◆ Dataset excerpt
____________________
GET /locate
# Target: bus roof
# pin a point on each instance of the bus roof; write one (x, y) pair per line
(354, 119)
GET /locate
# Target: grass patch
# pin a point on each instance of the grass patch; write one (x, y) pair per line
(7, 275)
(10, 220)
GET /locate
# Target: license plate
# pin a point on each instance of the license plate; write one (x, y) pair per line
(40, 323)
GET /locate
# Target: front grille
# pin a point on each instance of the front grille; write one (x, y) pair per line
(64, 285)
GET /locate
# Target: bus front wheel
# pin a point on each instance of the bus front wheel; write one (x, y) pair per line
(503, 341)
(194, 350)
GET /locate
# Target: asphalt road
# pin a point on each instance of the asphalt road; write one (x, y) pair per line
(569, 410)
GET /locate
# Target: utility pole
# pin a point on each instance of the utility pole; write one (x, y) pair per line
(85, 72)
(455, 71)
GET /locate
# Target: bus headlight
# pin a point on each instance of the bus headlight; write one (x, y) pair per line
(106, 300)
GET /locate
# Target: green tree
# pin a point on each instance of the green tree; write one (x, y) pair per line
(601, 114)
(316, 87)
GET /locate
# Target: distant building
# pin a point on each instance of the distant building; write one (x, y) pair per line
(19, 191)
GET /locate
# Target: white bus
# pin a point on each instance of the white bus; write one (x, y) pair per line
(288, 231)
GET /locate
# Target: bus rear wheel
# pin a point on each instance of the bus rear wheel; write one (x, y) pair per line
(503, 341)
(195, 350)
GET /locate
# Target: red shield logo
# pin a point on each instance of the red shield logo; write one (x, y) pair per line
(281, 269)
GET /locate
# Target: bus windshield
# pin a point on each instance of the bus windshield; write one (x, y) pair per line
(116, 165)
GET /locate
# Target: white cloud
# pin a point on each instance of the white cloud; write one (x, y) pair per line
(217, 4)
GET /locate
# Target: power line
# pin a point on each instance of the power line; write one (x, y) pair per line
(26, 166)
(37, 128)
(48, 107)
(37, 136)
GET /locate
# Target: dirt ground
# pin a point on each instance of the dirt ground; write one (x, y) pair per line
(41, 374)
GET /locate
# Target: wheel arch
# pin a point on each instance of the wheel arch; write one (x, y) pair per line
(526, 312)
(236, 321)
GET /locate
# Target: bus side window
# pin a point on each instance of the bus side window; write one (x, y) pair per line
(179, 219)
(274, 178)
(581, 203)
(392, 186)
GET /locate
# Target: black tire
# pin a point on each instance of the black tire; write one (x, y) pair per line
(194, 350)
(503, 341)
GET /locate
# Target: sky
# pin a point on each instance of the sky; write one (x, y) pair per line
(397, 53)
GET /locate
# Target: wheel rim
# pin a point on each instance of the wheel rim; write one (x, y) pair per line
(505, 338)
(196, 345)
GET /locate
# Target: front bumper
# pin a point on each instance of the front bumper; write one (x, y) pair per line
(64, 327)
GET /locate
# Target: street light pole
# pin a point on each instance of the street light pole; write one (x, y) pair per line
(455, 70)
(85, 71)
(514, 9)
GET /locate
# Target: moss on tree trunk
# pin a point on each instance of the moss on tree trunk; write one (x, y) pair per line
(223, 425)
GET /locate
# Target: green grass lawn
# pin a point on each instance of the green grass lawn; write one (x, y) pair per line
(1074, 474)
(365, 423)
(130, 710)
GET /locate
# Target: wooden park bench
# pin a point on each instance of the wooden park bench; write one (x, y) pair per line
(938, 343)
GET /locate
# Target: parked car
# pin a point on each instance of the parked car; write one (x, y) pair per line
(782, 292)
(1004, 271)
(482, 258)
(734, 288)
____________________
Identify each line in the entries above that contains the word "ground", and reproduce those lines.

◆ RESPONSE
# Target: dirt ground
# pin a point on each instance of the dirt ground; write one (x, y) pair per line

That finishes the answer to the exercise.